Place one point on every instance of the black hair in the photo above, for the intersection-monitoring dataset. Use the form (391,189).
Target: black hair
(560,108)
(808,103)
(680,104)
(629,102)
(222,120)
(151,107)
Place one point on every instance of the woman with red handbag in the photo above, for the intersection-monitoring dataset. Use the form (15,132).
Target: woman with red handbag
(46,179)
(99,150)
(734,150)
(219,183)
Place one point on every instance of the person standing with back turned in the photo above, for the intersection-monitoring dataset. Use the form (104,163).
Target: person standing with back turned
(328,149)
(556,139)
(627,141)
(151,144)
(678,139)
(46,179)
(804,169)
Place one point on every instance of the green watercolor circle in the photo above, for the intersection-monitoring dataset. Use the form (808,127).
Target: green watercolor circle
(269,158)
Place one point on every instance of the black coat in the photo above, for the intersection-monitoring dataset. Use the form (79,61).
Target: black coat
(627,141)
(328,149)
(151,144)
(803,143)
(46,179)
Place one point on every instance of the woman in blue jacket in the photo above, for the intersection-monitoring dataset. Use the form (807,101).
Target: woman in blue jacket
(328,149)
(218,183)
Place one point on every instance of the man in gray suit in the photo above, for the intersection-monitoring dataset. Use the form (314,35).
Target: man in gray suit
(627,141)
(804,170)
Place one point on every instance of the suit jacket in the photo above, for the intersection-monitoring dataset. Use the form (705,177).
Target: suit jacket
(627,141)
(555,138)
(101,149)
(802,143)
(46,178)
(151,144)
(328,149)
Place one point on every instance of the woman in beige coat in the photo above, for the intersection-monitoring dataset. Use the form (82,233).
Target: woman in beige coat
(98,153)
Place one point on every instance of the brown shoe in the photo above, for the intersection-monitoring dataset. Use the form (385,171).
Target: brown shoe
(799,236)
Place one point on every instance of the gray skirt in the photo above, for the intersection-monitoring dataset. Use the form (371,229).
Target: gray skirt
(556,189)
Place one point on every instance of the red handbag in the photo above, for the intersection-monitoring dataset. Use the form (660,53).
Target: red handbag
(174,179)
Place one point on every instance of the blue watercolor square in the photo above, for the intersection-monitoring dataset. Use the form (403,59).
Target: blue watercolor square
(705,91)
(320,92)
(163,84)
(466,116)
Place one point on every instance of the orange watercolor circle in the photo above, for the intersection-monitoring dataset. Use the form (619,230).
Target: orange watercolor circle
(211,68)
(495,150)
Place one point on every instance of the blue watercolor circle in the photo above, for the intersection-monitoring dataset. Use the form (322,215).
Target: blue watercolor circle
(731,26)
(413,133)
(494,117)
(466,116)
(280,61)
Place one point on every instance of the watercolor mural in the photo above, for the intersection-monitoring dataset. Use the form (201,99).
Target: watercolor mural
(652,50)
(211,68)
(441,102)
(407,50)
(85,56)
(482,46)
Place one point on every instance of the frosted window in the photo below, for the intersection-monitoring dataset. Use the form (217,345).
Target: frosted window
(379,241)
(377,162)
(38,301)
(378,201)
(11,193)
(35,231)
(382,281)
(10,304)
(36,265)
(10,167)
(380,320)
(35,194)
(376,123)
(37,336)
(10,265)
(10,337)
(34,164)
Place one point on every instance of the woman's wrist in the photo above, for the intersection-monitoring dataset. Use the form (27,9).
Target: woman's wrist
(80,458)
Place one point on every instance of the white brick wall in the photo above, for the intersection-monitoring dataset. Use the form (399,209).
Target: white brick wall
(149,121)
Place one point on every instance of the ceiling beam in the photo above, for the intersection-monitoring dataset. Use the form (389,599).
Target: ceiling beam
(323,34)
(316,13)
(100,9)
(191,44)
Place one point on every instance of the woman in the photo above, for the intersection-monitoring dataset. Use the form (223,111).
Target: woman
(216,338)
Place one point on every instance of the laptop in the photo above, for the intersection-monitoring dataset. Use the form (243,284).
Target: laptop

______

▶ [Exercise]
Give back the material above in its entirety, with every word intact.

▶ [Your response]
Place one point on every instance of the black hair in the photo above, for the intersection-monitoring dataset. Use the form (391,189).
Target: black hair
(560,108)
(808,103)
(680,104)
(629,102)
(222,120)
(151,107)
Place one point on every instance of the woman with red handbag in the photo above, for the intersection-monitoring dataset. Use the form (15,132).
Target: woman with red handbag
(46,179)
(99,150)
(734,150)
(219,183)
Place one point on every instance of the person standing with back turned in the photo above, for the intersection-monitoring dataset. Use the form (104,163).
Target: person standing with back turned
(328,149)
(556,139)
(627,141)
(151,144)
(678,139)
(46,179)
(804,169)
Place one point on every instance of the green watercolor circle in the photo above, for the intersection-monitoring dataset. Use the form (808,127).
Target: green watercolor circle
(269,158)
Place one point on every instance of the black coat in the photo above, for the intersection-monitoring dataset. Use the form (79,61).
Target: black coat
(627,141)
(328,149)
(151,144)
(803,143)
(46,179)
Place one point on every instance of the woman in blue jacket in the photo above, for the intersection-monitoring dataset. Use the form (807,101).
Target: woman in blue jacket
(328,149)
(218,183)
Place one point on every instance of the man in gray suit in the photo above, for the intersection-monitoring dataset. Use the form (314,35).
Target: man in gray suit
(627,141)
(804,170)
Place one point on every instance of the suit jacket in the photo above, for the intersection-monitoring dataset. Use the form (705,177).
Target: suit jacket
(627,141)
(555,138)
(101,149)
(802,143)
(46,178)
(151,144)
(328,149)
Place one point on every instance of the woman in beige coat in the photo above, for the intersection-monitoring dataset. Use the form (82,233).
Target: woman in beige coat
(98,153)
Place one point on every instance of the brown shoe in the photo above, for the intersection-monitoring dataset. Use the form (385,171).
Target: brown shoe
(799,236)
Place one point on every instance of the gray skirt in the photo above, for the intersection-monitoring dataset. Use the form (371,229).
Target: gray skirt
(556,189)
Place one point on every instance of the red handbag in the photo above, for the intersection-monitoring dataset. Use the form (660,53).
Target: red handbag
(174,179)
Place one point on every instance of the blue watercolor square in the photo above, for the intersection-monitoring dataset. Use the form (403,59).
Target: blue watercolor square
(705,91)
(320,92)
(163,84)
(466,116)
Place one point on every instance of the orange watercolor circle in the photo above, for the intersection-monitoring dataset. Use the form (619,230).
Target: orange watercolor circle
(211,68)
(495,150)
Place one point on every instance of the blue watercolor circle in the photo above, for the intersection-monitoring dataset. Use the form (322,215).
Target: blue watercolor circle
(731,26)
(413,133)
(494,117)
(466,116)
(280,61)
Place one point on every instance of the watercolor mural in the photo above, for the intersection-monitoring dataset. Use the form (201,99).
Target: watercolor mural
(652,50)
(211,68)
(441,102)
(407,50)
(85,56)
(482,46)
Place one point on every instance of the frosted window in the photo below, for the intersection-monitoring dataset. Use the form (217,345).
Target: frosted window
(379,241)
(377,162)
(38,301)
(378,201)
(11,193)
(35,231)
(382,281)
(10,304)
(36,265)
(10,167)
(380,320)
(35,194)
(376,123)
(37,336)
(10,265)
(10,337)
(34,164)
Place one point on every instance of the woman's wrist in the photo above, for the intersection-monitoring dataset. Use the form (27,9).
Target: woman's wrist
(80,458)
Place one point on every instance of the white brick wall in the photo above, for the intersection-monitoring dataset. Use the form (399,209).
Target: white brick wall
(149,121)
Place one point on every instance of the ceiling beam in the photo above, for the intersection-monitoring dataset. Use the form (389,599).
Target: ceiling beam
(323,34)
(316,13)
(100,9)
(191,44)
Place one point on every instance of the woman in the photo above, for the intersection-monitoring dataset. Use the form (223,111).
Target: woman
(216,338)
Place one point on every instance of the laptop in the photo above, for the intersection-monitoring dataset. Use the form (243,284).
Target: laptop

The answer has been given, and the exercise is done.